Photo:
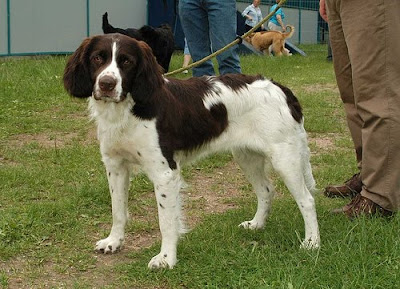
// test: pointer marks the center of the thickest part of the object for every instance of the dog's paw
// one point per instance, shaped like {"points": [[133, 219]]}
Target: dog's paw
{"points": [[109, 245], [161, 261], [251, 225], [310, 244]]}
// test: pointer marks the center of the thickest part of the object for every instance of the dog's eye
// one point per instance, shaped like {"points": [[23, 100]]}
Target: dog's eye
{"points": [[97, 59], [126, 62]]}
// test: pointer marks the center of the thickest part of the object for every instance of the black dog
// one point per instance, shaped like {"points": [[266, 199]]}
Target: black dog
{"points": [[161, 39]]}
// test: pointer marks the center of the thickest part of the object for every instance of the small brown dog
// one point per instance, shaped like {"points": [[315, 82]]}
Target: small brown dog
{"points": [[275, 39]]}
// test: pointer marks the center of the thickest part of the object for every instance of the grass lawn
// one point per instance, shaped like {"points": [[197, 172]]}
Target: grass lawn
{"points": [[55, 204]]}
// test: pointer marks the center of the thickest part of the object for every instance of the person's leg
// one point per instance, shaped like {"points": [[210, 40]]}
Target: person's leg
{"points": [[370, 34], [222, 23], [272, 26], [194, 19], [343, 72]]}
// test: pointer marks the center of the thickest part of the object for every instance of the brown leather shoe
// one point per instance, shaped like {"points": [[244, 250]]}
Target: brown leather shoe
{"points": [[349, 189], [360, 205]]}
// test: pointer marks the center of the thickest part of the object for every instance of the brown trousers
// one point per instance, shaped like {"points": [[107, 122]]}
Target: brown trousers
{"points": [[365, 40]]}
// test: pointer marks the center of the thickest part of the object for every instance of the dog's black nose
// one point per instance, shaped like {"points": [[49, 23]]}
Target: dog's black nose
{"points": [[107, 83]]}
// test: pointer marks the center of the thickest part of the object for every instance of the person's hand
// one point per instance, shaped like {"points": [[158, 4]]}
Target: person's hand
{"points": [[322, 10]]}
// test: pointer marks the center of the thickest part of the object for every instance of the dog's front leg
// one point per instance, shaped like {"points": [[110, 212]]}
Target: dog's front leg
{"points": [[167, 186], [118, 181]]}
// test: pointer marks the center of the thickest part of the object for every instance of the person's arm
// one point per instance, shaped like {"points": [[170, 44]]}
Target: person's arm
{"points": [[245, 13], [322, 10]]}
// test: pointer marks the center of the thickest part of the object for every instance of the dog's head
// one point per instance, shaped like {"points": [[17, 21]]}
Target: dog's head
{"points": [[110, 67], [249, 37]]}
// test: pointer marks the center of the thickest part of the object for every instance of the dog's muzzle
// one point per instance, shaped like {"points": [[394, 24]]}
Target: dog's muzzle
{"points": [[106, 89]]}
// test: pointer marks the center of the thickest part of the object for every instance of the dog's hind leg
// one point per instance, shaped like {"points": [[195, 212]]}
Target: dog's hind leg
{"points": [[167, 184], [257, 172], [288, 162]]}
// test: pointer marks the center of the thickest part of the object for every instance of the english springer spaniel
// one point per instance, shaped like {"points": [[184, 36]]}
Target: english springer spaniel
{"points": [[157, 124], [160, 39]]}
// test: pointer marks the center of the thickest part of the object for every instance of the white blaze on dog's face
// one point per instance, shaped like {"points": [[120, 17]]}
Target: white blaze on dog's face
{"points": [[108, 84]]}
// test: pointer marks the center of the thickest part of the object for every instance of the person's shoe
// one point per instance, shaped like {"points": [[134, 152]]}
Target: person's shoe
{"points": [[360, 205], [350, 188]]}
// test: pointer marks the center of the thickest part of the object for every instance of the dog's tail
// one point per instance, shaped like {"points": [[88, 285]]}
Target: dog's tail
{"points": [[288, 34], [107, 28]]}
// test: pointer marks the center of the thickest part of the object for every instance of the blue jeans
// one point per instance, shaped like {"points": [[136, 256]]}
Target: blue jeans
{"points": [[209, 25]]}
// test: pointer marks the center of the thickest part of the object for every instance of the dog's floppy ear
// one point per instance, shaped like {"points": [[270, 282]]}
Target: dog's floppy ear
{"points": [[148, 77], [77, 79]]}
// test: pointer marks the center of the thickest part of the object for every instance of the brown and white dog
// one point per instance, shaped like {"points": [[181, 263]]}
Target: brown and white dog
{"points": [[267, 41], [157, 124]]}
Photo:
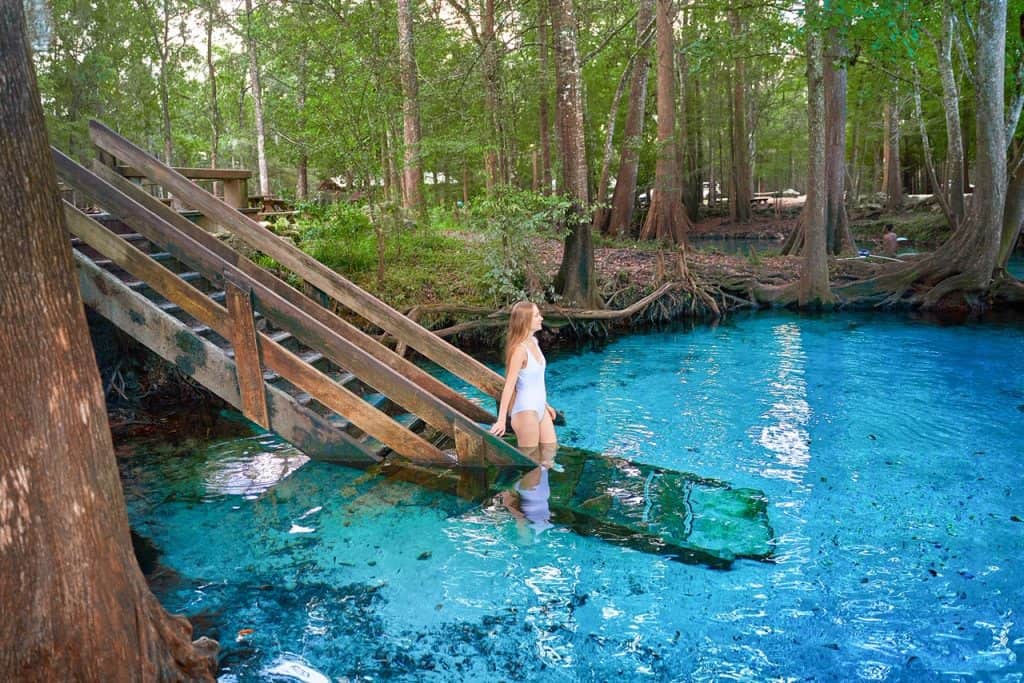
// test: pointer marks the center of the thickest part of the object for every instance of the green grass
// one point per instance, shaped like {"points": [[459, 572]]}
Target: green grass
{"points": [[923, 228], [423, 262]]}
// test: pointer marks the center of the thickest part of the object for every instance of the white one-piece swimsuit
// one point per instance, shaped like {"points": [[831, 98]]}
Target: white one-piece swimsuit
{"points": [[530, 393]]}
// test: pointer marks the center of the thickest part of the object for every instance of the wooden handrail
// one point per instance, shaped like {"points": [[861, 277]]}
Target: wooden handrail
{"points": [[304, 327], [289, 366], [196, 173], [311, 270], [325, 315]]}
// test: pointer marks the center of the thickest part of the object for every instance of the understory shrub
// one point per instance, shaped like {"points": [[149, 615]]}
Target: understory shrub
{"points": [[511, 221]]}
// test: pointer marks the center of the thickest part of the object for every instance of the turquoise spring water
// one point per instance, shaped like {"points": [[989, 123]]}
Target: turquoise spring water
{"points": [[889, 450]]}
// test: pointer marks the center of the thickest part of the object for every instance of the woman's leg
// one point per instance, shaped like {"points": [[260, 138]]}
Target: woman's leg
{"points": [[527, 432], [548, 442]]}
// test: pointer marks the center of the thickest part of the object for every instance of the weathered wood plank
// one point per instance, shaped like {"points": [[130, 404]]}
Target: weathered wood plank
{"points": [[305, 266], [286, 314], [139, 264], [196, 173], [289, 366], [173, 341], [341, 327], [470, 449], [247, 361]]}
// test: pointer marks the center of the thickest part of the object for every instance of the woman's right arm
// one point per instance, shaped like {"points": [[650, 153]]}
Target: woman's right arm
{"points": [[511, 375]]}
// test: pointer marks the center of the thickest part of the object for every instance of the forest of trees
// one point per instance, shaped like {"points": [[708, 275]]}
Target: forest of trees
{"points": [[428, 103]]}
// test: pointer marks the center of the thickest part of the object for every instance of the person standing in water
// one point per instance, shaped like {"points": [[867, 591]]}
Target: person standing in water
{"points": [[532, 418]]}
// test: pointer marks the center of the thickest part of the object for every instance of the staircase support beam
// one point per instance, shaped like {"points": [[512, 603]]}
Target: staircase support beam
{"points": [[311, 270], [340, 326], [203, 360]]}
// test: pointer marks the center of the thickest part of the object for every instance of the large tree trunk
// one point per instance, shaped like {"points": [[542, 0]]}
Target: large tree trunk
{"points": [[839, 239], [892, 177], [492, 97], [813, 290], [950, 104], [667, 218], [257, 92], [692, 143], [412, 187], [739, 178], [601, 210], [302, 165], [1013, 218], [961, 269], [543, 115], [211, 78], [576, 280], [163, 51], [76, 606], [624, 199]]}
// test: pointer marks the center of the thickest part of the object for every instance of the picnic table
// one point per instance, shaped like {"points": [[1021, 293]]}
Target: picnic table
{"points": [[235, 180], [267, 204]]}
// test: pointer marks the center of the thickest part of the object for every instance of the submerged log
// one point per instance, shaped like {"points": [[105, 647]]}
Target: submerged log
{"points": [[690, 518]]}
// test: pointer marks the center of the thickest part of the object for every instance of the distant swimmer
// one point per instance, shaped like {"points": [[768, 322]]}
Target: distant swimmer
{"points": [[890, 242]]}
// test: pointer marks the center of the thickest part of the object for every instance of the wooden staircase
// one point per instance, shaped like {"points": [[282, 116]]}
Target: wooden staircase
{"points": [[290, 365]]}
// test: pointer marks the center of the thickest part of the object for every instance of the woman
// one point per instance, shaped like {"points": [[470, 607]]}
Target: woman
{"points": [[532, 419]]}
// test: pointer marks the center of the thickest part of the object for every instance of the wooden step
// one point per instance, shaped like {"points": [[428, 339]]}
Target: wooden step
{"points": [[189, 276], [279, 336], [308, 356], [173, 308]]}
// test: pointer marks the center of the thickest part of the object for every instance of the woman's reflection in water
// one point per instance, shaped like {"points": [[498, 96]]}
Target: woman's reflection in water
{"points": [[527, 500]]}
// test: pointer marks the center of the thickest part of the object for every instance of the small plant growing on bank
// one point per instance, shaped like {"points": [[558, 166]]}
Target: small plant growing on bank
{"points": [[511, 221]]}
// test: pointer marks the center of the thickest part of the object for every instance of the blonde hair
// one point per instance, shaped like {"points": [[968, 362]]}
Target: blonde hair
{"points": [[519, 323]]}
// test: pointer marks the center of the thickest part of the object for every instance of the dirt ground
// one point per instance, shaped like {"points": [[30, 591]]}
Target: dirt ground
{"points": [[619, 265]]}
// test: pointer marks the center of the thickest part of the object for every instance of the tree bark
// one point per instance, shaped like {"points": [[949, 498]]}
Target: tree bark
{"points": [[543, 116], [76, 604], [412, 186], [692, 143], [211, 77], [302, 166], [839, 238], [813, 289], [950, 102], [667, 218], [602, 211], [624, 198], [257, 93], [961, 270], [492, 96], [892, 178], [739, 178], [576, 281], [1013, 218], [163, 50]]}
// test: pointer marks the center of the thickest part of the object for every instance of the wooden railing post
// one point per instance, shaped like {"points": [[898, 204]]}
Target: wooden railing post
{"points": [[236, 194], [247, 357]]}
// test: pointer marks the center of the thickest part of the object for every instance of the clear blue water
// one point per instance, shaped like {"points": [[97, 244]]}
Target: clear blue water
{"points": [[890, 452]]}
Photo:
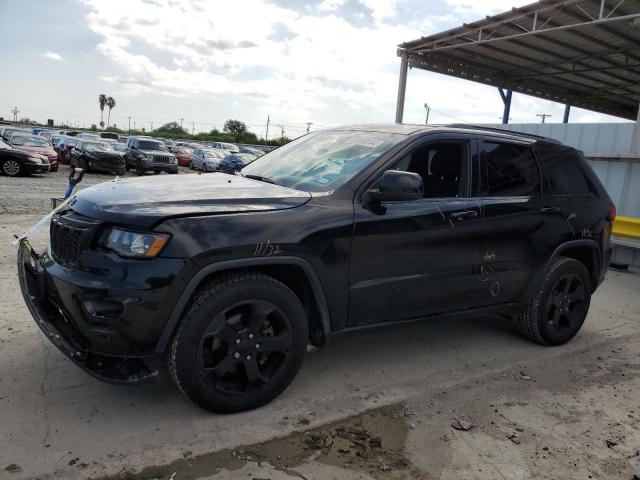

* **INSTRUCTIONS FOR THE TASK**:
From the records above, pull out every line that contains the word "blaze", matching case exactly.

* **WORKED SOLUTION**:
// test: pointer marks the center of the thickest part of the object for every instance of the white blaze on dog's face
Target: white blaze on dog's face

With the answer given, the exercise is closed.